Clara wakes up in the infirmary on a stretcher. She tells the doctor that she’s in labor and that the father is named Bruno. The nurses move her to a bed. As Clara gives birth, a nurse gives her an injection of morphine, which causes her to pass out.

Chapters 6-10 Analysis

Wiseman uses Willard as an extreme example of the Institutional Control of Women’s Bodies. Clara’s first impressions of Willard’s Chapin Hall are of “a castle, a fortress, a prison with no escape” (87). The restriction of movement implied by the prison metaphor is just one of many ways Willard strips its residents of their bodily autonomy. For instance, privacy is nonexistent: Clara and the other patients are forced to undress in front of one another and staff members, as well as forced into ice baths until they become unconscious. Clara also endures isolation and drugging, the latter of which denies her control over even her own mind. Though Willard does have male patients, the gendered nature of much of its “care” is evident not only in the reasons for women’s commitment (e.g., sex work) but also in the sexual abuse female patients are subjected to. The hypocrisy of hospitalizing women for sexual “infractions” only to sexualize them as patients reveals that what is at issue is women’s control over their own sexuality.


This also speaks to the theme of Defining Female Autonomy as Mental Illness. Henry not only denies Clara permission to be with her beloved, Bruno; he tells Roach that Clara invented Bruno. In other words, Henry recasts Clara’s love for a lower-class man as a delusion. Rejecting patriarchal control thus becomes synonymous with mental illness. Similarly, Esther’s husband has her committed because “he caught her kissing another man” (145). By contrast, men like Roach pursue extramarital affairs without consequences, as society takes their freedom to pursue their desires for granted.


The use of alternating timelines encourages readers to see similar forces at work in Izzy’s storyline. In some ways, the social landscape of the 1990s is very different, as evidenced by the fact that Clara’s journal shocks Izzy: She “could barely comprehend Clara’s father sending her away because she was in love with a man he considered lower class” (115). This illustrates Izzy’s naivete, but it also reflects real changes in women’s status. Nevertheless, misogyny remains prevalent. In these chapters, Izzy continues to experience a gendered form of bullying while at school. For instance, Shannon and her friends, Crystal and Nicole, hold Izzy hostage in the bathroom, controlling her body with force to punish her for her association with Ethan. Izzy is freed by Alex; her friends are able to help her in ways that Clara’s friends can’t in the 1920s. However, the law requires that Izzy be present in a place where systemic misogyny places her in physical jeopardy.


The imprisonment of Izzy’s mother serves as an even more explicit parallel to Clara’s situation. Joyce killed Izzy’s father because he molested Izzy. However, where society often celebrates men who take revenge on their daughters’ attackers, Joyce has been punished and stigmatized, including by her own daughter. Izzy has repressed her father’s abuse and believes that her mother’s actions stemmed from mental illness: “All these years she’d wanted nothing more than to get inside her mother’s head, to try to figure out what would make a perfectly sane person suddenly lose her mind” (100). Izzy’s assumptions reflect internalized misogyny; she has revised her own memories to preserve her father’s reputation while buying into a cultural narrative that equates women’s resistance with violence and irrationality.

- _EXERCISE AIM_
Please list every page number that the analysis above cites in parentheses, in the order they appear.

Data entries:
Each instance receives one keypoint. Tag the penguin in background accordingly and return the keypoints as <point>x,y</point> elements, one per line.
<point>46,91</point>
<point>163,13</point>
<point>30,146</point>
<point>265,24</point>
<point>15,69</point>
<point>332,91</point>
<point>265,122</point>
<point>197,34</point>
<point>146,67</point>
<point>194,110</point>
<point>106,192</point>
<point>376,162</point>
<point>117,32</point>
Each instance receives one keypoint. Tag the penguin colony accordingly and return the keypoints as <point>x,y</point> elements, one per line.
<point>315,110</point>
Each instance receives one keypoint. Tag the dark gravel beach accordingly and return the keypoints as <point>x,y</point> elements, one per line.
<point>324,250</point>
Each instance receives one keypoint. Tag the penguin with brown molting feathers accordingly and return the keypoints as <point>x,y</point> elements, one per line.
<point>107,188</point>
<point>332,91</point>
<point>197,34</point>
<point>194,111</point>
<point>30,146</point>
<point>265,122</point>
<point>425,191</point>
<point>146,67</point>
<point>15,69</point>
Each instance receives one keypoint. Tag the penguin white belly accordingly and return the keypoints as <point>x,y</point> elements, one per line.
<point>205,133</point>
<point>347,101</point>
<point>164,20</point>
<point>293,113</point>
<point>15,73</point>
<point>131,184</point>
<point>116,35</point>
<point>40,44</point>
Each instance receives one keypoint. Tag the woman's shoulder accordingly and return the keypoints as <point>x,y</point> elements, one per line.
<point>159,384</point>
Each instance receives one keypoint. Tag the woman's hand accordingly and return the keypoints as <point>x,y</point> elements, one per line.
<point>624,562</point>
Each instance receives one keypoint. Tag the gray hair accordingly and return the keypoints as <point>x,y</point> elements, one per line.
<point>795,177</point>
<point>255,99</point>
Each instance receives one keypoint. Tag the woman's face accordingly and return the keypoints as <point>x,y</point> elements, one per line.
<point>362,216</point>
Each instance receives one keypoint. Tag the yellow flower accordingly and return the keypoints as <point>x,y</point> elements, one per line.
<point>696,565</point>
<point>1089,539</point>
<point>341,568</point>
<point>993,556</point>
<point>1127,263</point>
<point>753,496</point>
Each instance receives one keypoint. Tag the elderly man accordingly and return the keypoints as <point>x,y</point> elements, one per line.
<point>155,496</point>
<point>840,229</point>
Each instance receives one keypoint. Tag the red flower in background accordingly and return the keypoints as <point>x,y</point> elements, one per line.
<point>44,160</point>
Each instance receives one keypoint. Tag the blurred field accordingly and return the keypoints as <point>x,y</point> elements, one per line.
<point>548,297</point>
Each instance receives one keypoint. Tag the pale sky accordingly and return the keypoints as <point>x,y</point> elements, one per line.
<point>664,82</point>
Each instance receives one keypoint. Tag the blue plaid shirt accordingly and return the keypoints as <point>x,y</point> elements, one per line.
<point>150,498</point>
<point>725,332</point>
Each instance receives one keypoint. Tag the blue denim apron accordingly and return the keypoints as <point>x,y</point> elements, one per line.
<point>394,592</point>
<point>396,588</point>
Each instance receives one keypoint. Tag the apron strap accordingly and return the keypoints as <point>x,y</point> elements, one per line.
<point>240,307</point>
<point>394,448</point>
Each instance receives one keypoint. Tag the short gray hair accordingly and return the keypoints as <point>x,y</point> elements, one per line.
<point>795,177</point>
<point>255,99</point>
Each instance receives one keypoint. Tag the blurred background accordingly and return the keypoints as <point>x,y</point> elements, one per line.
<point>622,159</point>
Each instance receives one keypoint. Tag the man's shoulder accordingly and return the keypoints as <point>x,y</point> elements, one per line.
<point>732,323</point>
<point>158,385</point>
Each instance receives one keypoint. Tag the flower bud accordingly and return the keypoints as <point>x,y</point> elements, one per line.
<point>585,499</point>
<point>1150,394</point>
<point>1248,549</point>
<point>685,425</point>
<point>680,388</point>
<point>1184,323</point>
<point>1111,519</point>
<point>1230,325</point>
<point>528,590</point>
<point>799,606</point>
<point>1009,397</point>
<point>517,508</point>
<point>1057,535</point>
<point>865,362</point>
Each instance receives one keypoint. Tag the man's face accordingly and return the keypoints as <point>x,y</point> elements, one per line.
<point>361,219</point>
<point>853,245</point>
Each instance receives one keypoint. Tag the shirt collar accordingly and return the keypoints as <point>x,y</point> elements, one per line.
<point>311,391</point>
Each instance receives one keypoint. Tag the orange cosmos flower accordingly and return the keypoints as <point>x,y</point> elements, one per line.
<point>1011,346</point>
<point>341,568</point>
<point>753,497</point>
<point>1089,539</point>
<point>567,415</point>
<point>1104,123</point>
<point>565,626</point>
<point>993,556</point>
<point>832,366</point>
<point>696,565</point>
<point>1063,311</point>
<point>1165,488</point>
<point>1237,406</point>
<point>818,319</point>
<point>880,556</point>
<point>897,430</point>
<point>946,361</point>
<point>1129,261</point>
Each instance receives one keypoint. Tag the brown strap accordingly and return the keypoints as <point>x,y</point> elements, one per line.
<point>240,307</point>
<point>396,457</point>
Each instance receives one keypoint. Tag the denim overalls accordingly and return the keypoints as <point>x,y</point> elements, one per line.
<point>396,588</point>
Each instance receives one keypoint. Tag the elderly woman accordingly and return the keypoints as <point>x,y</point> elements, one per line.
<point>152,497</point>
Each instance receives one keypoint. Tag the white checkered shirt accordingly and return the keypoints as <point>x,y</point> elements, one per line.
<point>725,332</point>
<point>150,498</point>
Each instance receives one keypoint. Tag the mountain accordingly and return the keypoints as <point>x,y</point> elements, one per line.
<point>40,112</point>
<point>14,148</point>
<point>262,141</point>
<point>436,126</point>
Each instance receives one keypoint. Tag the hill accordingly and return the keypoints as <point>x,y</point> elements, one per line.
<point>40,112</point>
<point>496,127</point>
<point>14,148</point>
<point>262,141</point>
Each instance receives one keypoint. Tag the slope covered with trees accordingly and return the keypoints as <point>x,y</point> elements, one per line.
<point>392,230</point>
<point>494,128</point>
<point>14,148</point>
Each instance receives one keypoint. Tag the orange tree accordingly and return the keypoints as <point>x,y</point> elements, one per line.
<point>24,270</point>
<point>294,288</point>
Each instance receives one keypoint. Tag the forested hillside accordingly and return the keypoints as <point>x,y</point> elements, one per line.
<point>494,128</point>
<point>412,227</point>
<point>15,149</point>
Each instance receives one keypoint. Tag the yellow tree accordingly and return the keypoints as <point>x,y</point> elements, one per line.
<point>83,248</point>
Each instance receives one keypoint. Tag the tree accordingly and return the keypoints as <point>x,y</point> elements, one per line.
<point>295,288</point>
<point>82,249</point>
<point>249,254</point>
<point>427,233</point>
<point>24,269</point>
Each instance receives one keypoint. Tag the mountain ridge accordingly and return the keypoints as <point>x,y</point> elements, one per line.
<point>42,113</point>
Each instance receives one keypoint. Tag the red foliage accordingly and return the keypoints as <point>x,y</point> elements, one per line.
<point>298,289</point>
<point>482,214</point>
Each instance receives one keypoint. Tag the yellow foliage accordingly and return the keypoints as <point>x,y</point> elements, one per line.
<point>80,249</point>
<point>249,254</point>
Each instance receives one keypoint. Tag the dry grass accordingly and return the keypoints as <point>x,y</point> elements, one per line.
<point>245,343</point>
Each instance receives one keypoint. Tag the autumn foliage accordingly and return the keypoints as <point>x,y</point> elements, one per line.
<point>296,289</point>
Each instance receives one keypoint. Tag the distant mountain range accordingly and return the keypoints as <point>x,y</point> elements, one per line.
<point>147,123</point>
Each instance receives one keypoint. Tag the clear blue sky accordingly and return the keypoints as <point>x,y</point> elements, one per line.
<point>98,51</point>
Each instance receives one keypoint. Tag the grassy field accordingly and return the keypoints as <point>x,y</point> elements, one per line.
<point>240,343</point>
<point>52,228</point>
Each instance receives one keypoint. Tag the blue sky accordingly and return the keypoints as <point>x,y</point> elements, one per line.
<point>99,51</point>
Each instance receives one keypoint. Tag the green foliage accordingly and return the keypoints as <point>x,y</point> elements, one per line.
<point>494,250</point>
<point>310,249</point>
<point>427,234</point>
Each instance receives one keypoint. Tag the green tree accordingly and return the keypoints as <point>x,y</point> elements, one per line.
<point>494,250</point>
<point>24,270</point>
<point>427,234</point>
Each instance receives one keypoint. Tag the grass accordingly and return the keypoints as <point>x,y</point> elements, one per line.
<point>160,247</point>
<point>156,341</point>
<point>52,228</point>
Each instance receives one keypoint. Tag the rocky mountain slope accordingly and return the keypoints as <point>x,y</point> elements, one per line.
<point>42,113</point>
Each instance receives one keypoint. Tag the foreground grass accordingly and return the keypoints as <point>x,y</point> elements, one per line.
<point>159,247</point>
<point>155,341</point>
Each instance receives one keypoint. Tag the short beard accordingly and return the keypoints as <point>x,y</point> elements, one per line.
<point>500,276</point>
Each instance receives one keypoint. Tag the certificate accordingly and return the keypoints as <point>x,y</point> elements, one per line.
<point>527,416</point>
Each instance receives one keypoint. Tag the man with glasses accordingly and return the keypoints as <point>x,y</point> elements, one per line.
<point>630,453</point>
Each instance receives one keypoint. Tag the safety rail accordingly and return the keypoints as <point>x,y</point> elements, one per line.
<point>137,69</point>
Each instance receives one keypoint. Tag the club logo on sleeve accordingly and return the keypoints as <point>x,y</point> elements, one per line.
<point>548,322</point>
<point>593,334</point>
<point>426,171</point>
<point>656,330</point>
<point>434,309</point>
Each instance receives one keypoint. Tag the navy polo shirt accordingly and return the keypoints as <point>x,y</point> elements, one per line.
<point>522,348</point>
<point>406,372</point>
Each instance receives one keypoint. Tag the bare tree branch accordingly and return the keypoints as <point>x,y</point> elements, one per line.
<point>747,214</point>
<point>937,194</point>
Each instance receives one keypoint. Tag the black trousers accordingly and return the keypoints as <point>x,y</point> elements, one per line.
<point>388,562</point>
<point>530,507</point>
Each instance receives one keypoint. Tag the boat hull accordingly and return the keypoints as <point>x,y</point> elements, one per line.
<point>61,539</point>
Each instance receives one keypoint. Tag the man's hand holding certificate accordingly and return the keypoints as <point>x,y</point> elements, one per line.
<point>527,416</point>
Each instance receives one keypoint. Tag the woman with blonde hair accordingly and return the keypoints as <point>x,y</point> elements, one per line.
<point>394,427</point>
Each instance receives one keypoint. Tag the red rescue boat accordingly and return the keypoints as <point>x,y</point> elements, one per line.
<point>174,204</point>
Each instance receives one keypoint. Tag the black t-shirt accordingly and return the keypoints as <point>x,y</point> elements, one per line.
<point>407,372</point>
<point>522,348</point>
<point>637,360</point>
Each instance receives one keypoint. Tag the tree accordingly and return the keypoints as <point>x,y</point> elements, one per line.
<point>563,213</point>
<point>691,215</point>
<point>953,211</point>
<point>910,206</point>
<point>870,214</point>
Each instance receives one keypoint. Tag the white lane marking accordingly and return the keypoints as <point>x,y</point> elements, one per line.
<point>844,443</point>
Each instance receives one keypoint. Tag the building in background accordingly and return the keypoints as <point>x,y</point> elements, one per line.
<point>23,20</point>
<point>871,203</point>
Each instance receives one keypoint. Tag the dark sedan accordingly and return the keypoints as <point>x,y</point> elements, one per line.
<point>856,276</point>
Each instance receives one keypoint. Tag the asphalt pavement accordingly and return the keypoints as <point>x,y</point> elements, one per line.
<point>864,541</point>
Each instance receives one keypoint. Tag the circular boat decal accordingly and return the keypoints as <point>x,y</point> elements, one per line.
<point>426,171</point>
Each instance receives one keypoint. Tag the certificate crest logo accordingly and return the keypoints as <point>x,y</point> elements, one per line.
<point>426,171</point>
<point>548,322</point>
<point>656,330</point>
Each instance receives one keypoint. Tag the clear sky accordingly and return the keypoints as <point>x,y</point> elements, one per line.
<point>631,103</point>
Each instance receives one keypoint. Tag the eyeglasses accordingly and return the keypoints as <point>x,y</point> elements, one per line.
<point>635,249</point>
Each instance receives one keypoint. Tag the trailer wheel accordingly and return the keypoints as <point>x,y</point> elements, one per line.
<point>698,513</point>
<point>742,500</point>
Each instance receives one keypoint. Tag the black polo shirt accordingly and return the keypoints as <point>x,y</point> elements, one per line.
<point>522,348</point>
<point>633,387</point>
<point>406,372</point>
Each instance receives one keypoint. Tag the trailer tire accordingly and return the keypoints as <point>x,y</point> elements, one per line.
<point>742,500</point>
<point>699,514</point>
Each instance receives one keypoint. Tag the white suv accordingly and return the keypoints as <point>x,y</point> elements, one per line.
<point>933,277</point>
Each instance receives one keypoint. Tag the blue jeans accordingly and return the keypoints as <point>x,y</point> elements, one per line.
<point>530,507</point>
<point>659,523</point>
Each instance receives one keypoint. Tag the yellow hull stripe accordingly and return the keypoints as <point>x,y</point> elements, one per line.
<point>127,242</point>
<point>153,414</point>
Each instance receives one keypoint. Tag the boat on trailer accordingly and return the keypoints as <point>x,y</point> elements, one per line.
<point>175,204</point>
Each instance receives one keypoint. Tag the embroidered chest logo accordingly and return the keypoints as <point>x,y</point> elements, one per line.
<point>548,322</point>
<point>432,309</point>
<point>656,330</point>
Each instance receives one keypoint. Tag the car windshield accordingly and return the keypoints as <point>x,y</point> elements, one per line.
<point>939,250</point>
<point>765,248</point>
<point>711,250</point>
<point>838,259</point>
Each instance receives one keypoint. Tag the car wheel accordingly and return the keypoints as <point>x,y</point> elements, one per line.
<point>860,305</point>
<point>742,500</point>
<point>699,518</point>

- _ANSWER TO THIS PROBLEM_
87, 145, 115, 100